> [EXERCISE INSTRUCTIONS]: Only the lines starting at the one that contains "Please put a marker on the textured" and running to the end should be repeated, exactly as written.

Pointing records:
# # #

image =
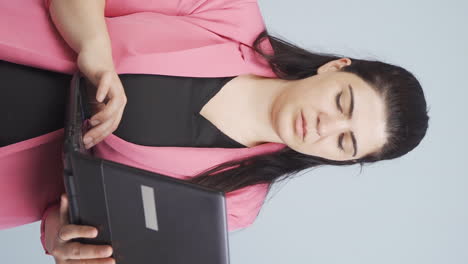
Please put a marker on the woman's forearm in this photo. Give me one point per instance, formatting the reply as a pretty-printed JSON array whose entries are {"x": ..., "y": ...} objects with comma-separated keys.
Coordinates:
[{"x": 82, "y": 25}]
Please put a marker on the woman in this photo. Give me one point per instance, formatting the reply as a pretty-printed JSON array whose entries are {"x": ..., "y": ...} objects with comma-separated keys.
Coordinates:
[{"x": 355, "y": 111}]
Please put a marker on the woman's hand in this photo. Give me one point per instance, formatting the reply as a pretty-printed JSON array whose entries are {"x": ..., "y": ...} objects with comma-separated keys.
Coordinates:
[
  {"x": 108, "y": 98},
  {"x": 65, "y": 252}
]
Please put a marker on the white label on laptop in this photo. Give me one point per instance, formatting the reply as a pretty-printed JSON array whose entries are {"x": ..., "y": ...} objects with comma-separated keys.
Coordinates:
[{"x": 149, "y": 207}]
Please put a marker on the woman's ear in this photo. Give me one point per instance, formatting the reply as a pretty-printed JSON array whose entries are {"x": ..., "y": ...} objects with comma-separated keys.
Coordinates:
[{"x": 334, "y": 65}]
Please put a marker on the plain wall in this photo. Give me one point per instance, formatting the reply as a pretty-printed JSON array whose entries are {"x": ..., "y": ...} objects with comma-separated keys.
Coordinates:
[{"x": 410, "y": 210}]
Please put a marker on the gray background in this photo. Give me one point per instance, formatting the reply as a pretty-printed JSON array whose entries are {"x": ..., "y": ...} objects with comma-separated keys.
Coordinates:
[{"x": 409, "y": 210}]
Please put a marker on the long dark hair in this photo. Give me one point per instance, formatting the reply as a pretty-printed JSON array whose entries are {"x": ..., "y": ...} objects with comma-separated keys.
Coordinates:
[{"x": 407, "y": 119}]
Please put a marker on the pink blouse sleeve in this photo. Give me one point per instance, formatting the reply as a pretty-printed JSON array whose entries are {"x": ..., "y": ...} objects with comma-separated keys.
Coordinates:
[
  {"x": 44, "y": 216},
  {"x": 243, "y": 205},
  {"x": 172, "y": 8}
]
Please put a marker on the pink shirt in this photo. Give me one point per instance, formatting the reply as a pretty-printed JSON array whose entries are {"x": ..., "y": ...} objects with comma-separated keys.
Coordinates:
[{"x": 179, "y": 38}]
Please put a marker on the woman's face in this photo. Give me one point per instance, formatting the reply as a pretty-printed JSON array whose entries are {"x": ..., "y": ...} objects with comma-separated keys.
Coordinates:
[{"x": 345, "y": 117}]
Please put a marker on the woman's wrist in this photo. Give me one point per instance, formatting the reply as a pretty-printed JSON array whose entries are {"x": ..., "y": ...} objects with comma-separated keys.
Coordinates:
[{"x": 95, "y": 58}]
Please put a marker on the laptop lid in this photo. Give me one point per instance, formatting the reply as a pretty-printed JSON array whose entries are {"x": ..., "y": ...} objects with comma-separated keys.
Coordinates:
[{"x": 147, "y": 217}]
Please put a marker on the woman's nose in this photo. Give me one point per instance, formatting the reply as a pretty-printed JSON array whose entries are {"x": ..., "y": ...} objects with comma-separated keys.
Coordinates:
[{"x": 329, "y": 125}]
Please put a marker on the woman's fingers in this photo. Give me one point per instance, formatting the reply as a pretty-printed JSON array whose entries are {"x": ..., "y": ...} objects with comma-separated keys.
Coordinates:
[
  {"x": 68, "y": 232},
  {"x": 63, "y": 210},
  {"x": 109, "y": 114},
  {"x": 76, "y": 250},
  {"x": 112, "y": 111},
  {"x": 104, "y": 86}
]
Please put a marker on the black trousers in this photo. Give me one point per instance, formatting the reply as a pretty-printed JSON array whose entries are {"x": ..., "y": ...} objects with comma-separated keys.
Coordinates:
[{"x": 32, "y": 102}]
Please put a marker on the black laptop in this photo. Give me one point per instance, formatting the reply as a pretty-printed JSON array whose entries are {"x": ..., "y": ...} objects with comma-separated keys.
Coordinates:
[{"x": 146, "y": 217}]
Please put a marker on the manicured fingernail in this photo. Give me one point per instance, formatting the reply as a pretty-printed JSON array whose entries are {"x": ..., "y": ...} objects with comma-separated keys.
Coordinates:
[
  {"x": 87, "y": 140},
  {"x": 94, "y": 122}
]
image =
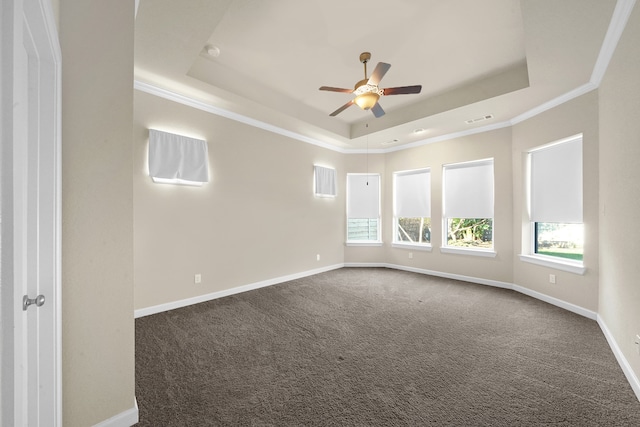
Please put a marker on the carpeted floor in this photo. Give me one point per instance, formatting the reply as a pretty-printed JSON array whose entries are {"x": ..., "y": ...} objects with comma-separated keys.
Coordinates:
[{"x": 377, "y": 347}]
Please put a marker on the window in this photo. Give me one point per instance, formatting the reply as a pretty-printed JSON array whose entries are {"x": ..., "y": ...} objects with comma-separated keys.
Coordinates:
[
  {"x": 468, "y": 206},
  {"x": 556, "y": 200},
  {"x": 177, "y": 159},
  {"x": 363, "y": 209},
  {"x": 324, "y": 181},
  {"x": 412, "y": 207}
]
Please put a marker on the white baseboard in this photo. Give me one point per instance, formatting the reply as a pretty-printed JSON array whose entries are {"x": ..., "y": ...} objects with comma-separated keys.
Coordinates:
[
  {"x": 232, "y": 291},
  {"x": 622, "y": 361},
  {"x": 123, "y": 419}
]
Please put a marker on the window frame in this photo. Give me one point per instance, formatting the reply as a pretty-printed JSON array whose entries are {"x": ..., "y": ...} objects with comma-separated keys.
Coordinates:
[
  {"x": 378, "y": 241},
  {"x": 446, "y": 248},
  {"x": 529, "y": 254}
]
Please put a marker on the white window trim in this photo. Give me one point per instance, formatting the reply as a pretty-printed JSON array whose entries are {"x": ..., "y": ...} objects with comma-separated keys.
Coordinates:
[
  {"x": 415, "y": 246},
  {"x": 363, "y": 243},
  {"x": 462, "y": 250},
  {"x": 555, "y": 263},
  {"x": 487, "y": 253},
  {"x": 379, "y": 241},
  {"x": 576, "y": 267}
]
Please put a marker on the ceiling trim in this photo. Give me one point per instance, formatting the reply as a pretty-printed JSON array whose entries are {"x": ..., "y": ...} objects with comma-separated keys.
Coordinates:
[
  {"x": 616, "y": 27},
  {"x": 555, "y": 102}
]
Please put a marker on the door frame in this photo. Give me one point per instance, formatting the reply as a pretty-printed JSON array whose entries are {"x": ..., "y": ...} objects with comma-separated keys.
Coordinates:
[{"x": 38, "y": 17}]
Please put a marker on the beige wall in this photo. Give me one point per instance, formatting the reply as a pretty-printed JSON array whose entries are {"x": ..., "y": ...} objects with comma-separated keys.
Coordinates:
[
  {"x": 620, "y": 193},
  {"x": 257, "y": 218},
  {"x": 495, "y": 144},
  {"x": 577, "y": 116},
  {"x": 96, "y": 37}
]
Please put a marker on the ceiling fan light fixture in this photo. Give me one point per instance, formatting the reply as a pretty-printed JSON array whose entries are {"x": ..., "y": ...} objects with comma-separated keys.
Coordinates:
[{"x": 367, "y": 100}]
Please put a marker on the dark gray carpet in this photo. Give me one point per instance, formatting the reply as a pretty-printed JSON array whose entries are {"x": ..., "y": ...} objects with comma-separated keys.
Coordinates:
[{"x": 377, "y": 347}]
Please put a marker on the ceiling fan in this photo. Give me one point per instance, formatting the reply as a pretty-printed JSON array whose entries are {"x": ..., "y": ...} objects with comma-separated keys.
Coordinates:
[{"x": 367, "y": 91}]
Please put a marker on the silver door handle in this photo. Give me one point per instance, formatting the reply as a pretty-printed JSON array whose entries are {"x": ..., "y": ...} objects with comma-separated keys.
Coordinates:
[{"x": 26, "y": 301}]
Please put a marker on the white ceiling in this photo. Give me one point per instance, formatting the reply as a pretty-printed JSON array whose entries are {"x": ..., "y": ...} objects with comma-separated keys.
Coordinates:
[{"x": 472, "y": 58}]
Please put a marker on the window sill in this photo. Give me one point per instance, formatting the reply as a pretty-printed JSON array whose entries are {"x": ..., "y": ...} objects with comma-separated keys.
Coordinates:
[
  {"x": 571, "y": 267},
  {"x": 413, "y": 246},
  {"x": 467, "y": 251},
  {"x": 361, "y": 243}
]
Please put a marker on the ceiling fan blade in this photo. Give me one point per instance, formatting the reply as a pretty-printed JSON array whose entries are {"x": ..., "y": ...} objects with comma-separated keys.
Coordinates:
[
  {"x": 377, "y": 110},
  {"x": 341, "y": 109},
  {"x": 378, "y": 73},
  {"x": 336, "y": 89},
  {"x": 402, "y": 90}
]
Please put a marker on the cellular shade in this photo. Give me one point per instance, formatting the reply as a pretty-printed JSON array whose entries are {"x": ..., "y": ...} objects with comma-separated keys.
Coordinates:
[
  {"x": 325, "y": 181},
  {"x": 363, "y": 200},
  {"x": 177, "y": 157},
  {"x": 556, "y": 183},
  {"x": 413, "y": 194},
  {"x": 468, "y": 190}
]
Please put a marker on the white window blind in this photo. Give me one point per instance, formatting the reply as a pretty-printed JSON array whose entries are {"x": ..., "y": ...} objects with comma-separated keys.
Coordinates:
[
  {"x": 413, "y": 194},
  {"x": 177, "y": 157},
  {"x": 363, "y": 196},
  {"x": 325, "y": 181},
  {"x": 556, "y": 182},
  {"x": 468, "y": 190}
]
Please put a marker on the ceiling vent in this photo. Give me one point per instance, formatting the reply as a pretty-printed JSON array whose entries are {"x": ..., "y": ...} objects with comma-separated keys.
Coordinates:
[{"x": 479, "y": 119}]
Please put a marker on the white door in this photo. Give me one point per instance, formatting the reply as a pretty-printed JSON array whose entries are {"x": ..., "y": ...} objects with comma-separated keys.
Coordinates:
[{"x": 30, "y": 107}]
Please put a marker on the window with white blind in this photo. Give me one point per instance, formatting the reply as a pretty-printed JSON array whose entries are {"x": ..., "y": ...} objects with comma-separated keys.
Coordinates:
[
  {"x": 363, "y": 209},
  {"x": 177, "y": 159},
  {"x": 412, "y": 208},
  {"x": 556, "y": 201},
  {"x": 468, "y": 198},
  {"x": 324, "y": 181}
]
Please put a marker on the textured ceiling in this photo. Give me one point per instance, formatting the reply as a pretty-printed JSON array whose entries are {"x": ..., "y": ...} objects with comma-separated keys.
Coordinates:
[{"x": 495, "y": 57}]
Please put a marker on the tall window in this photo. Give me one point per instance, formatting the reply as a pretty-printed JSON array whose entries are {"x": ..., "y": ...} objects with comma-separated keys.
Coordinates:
[
  {"x": 363, "y": 208},
  {"x": 556, "y": 199},
  {"x": 324, "y": 181},
  {"x": 468, "y": 205},
  {"x": 412, "y": 207}
]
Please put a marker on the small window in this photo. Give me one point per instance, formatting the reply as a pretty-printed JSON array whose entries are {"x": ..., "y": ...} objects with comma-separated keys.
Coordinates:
[
  {"x": 468, "y": 205},
  {"x": 412, "y": 207},
  {"x": 324, "y": 181},
  {"x": 363, "y": 209},
  {"x": 556, "y": 200}
]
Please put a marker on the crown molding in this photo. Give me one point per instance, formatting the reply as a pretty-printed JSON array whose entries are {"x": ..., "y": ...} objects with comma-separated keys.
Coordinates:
[{"x": 616, "y": 27}]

# # #

> [SOLUTION TO THIS PROBLEM]:
Please put a marker on the textured ceiling in this photo. Give me one point per instance, formatting the reply as a pretty-printed JSON array whose entries are {"x": ..., "y": ...} objects with comma-separated keys.
Coordinates:
[{"x": 495, "y": 57}]
Please put a marker on the tall window in this photo. Give me one point per instance, formatting the reply as a pretty-printed JSON array whose entries are {"x": ..., "y": ...} objects with comma-separated keys.
Coordinates:
[
  {"x": 363, "y": 208},
  {"x": 556, "y": 199},
  {"x": 324, "y": 181},
  {"x": 468, "y": 205},
  {"x": 412, "y": 207}
]
Please put a marker on the small window in this photo. Give me one point per instance, formatting the reply as a pretty-printed JSON array whose entries are {"x": ..., "y": ...} objects with comma-separated keys.
Coordinates:
[
  {"x": 468, "y": 205},
  {"x": 412, "y": 207},
  {"x": 324, "y": 181},
  {"x": 363, "y": 209},
  {"x": 556, "y": 200}
]
Please put a marker on the crown molding in this photo. Give me one point per instance, formatting the reply as a pretty-printed JSON array whose entries are {"x": ..., "y": ...} objects with comma-separated keys.
Coordinates:
[{"x": 616, "y": 27}]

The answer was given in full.